Return the items below exactly as they appear, from the line with "Each instance of the elderly" to the line with "[[191, 45]]", both of those lines included.

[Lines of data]
+===+

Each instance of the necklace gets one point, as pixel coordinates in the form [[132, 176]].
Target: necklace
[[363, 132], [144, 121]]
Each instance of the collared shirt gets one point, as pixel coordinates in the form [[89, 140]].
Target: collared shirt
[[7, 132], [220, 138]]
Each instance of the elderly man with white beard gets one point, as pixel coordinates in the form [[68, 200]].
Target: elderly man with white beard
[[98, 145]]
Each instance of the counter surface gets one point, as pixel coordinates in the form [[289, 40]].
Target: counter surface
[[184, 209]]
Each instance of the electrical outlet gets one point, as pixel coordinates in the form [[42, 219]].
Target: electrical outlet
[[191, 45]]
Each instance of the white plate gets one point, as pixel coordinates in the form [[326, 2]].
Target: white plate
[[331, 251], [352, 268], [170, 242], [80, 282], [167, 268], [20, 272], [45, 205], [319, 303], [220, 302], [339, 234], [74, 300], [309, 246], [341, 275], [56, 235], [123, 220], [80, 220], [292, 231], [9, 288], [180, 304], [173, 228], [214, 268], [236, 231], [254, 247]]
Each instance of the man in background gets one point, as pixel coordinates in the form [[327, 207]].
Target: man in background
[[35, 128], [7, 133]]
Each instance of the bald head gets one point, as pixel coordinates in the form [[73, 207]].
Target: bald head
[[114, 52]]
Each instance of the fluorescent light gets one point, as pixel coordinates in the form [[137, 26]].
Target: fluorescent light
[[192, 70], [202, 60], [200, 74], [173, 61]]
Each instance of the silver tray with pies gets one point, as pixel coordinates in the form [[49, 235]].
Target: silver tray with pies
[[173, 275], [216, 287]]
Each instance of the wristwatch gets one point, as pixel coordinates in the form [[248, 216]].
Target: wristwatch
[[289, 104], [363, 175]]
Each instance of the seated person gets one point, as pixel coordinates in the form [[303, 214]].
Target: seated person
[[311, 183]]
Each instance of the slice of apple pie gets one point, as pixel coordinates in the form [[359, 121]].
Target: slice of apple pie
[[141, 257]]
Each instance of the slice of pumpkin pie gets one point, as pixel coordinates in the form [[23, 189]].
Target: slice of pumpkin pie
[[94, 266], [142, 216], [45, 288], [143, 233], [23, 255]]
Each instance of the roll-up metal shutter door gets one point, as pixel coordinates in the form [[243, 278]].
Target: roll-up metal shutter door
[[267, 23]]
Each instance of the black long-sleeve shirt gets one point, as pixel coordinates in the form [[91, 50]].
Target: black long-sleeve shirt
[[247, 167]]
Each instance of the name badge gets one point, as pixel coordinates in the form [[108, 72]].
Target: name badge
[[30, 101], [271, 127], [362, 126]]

+===+

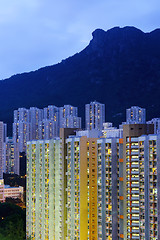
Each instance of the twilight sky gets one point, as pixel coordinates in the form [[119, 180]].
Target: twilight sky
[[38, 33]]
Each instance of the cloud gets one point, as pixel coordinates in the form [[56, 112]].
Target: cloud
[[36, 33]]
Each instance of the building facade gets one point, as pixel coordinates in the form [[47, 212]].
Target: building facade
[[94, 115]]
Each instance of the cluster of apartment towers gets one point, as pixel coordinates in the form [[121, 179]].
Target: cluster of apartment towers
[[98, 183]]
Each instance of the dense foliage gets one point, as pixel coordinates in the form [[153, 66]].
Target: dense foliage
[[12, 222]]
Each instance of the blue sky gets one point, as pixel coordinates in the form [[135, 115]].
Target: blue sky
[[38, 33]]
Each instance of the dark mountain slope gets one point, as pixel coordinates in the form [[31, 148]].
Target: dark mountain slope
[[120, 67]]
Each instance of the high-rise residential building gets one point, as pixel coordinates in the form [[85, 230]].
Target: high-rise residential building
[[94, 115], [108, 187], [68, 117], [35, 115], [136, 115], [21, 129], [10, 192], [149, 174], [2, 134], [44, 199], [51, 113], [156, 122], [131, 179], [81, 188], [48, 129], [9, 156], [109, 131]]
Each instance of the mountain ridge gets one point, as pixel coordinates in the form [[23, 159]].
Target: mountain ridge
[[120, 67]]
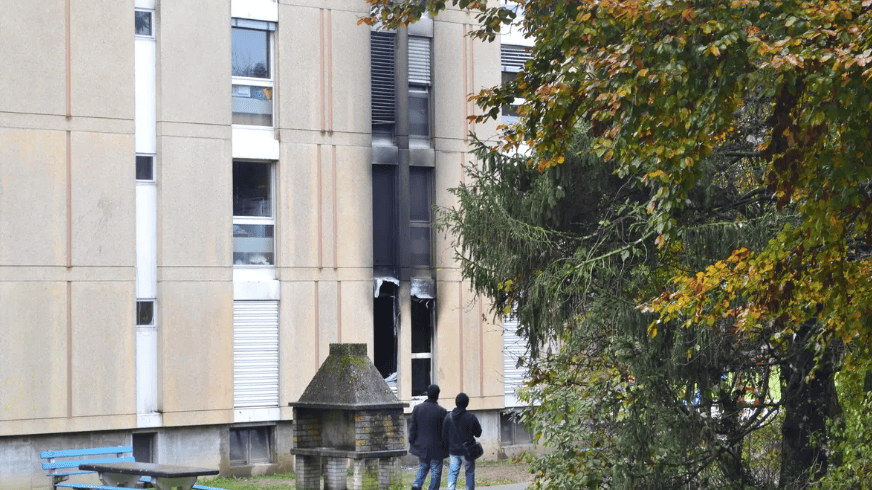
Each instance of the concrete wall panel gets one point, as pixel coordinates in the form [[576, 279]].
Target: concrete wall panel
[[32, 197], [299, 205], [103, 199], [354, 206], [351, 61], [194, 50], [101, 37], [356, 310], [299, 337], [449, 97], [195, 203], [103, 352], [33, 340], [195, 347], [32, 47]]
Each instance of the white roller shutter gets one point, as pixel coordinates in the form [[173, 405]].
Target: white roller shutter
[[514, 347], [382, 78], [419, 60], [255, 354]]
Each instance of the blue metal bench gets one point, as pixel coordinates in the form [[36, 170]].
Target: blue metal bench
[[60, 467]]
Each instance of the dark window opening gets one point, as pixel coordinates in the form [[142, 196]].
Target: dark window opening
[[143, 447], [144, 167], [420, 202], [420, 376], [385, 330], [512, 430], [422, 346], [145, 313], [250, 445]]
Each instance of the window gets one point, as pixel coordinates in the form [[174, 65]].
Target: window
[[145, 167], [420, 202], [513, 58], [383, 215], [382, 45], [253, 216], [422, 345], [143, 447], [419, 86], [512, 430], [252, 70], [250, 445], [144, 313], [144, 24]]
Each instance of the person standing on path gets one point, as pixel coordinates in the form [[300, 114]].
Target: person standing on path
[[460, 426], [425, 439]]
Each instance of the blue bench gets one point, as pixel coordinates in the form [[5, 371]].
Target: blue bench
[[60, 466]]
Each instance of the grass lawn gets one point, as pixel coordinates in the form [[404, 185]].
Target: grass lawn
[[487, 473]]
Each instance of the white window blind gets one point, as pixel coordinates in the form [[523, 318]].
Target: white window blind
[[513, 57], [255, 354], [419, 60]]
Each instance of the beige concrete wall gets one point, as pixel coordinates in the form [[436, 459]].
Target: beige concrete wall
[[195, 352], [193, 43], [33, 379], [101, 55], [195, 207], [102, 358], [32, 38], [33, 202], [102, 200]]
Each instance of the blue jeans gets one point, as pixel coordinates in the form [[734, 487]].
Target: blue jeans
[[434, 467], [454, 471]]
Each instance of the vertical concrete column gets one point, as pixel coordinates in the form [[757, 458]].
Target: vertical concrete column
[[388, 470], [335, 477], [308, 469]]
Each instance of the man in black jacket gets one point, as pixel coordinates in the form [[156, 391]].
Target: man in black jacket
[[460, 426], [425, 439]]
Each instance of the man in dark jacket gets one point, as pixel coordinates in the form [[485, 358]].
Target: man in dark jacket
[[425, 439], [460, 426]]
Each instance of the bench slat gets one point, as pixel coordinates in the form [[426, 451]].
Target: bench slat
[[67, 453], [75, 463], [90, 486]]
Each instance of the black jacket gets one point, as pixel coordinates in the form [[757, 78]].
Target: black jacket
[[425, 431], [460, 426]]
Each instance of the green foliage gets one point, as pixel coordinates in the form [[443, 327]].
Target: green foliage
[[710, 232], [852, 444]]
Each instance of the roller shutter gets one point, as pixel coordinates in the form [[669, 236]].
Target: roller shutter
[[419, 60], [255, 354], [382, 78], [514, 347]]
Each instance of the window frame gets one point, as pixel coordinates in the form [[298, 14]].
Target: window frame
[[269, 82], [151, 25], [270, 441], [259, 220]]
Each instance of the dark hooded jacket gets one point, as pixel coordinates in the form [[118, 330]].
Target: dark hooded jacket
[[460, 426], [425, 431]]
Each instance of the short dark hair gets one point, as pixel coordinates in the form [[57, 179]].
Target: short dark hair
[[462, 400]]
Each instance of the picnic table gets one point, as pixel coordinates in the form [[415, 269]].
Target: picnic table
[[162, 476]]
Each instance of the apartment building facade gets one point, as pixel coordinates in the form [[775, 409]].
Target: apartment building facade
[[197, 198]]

+===+

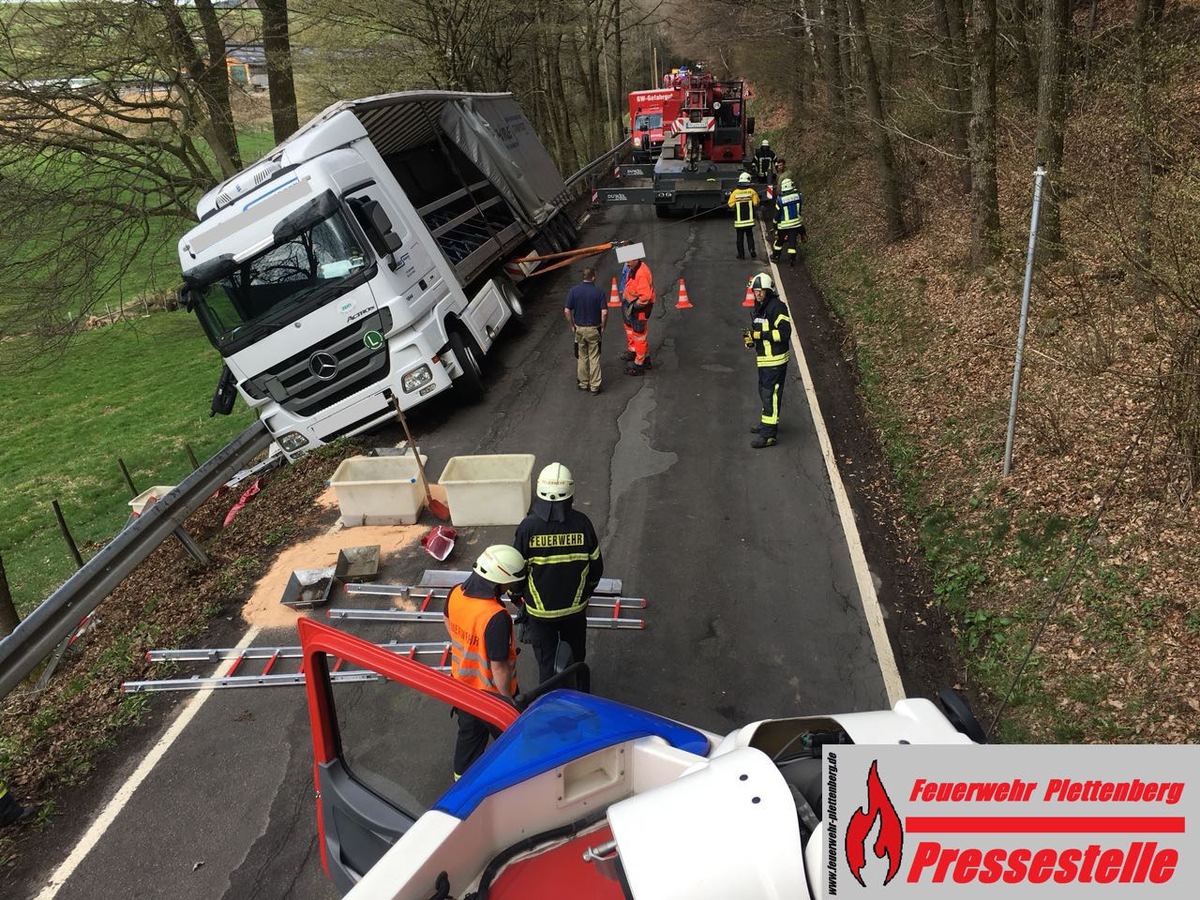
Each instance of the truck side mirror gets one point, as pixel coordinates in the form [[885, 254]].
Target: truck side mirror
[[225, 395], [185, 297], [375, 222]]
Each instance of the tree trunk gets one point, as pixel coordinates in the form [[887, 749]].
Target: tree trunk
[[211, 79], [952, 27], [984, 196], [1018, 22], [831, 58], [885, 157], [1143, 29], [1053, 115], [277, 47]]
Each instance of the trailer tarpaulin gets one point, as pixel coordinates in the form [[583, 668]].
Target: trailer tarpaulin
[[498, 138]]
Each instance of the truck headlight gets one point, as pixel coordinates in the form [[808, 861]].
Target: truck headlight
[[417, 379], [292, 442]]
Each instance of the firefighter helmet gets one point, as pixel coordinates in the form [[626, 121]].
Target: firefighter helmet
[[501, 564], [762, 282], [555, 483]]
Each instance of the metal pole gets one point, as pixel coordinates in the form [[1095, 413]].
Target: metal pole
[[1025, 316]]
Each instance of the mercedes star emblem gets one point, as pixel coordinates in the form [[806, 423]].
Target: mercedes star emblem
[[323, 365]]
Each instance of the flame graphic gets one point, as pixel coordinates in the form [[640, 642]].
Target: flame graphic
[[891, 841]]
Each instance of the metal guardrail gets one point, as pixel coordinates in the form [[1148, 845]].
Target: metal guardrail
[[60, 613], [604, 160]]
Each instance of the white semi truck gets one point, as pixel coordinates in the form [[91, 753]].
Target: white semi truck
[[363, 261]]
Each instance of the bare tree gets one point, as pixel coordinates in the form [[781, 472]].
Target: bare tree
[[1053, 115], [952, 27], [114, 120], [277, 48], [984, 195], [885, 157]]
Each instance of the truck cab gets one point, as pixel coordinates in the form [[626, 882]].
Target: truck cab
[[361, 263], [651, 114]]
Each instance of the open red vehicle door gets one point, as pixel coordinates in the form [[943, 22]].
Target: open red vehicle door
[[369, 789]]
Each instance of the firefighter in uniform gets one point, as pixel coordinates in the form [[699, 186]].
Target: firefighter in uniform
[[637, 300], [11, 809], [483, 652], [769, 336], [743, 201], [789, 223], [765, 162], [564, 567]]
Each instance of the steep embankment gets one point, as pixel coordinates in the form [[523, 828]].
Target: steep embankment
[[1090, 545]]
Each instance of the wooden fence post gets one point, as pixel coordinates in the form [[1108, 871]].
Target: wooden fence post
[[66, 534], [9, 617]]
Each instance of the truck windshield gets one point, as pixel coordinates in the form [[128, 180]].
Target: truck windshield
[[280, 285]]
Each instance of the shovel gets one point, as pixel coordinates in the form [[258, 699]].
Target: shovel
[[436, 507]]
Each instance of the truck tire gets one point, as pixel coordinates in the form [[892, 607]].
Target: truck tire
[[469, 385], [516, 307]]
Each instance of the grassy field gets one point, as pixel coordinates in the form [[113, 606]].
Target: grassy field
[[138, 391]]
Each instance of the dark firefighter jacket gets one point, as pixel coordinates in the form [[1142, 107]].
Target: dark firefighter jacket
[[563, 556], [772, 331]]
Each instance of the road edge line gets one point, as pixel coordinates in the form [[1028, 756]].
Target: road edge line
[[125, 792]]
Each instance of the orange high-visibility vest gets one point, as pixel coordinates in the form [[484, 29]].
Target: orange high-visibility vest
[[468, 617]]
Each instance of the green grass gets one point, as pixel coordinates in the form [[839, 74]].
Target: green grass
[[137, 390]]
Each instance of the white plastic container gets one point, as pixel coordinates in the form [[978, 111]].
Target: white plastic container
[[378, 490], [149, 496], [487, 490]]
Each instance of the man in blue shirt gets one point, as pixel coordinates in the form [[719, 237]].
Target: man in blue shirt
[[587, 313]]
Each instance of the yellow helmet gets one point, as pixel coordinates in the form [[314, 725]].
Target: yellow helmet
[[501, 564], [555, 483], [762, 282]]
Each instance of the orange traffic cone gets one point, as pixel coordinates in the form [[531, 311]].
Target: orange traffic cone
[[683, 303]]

+===+

◆ Exercise response ◆
Each instance of the elderly man with white beard gets one point, as pixel coordinates in the form [[68, 200]].
Target: elderly man with white beard
[[98, 145]]
Each instance of the counter surface gets one point, as pixel coordinates in the form [[289, 40]].
Target: counter surface
[[184, 209]]
Each instance of the electrical outlet gets one point, as pixel coordinates in the form [[42, 219]].
Target: electrical outlet
[[191, 45]]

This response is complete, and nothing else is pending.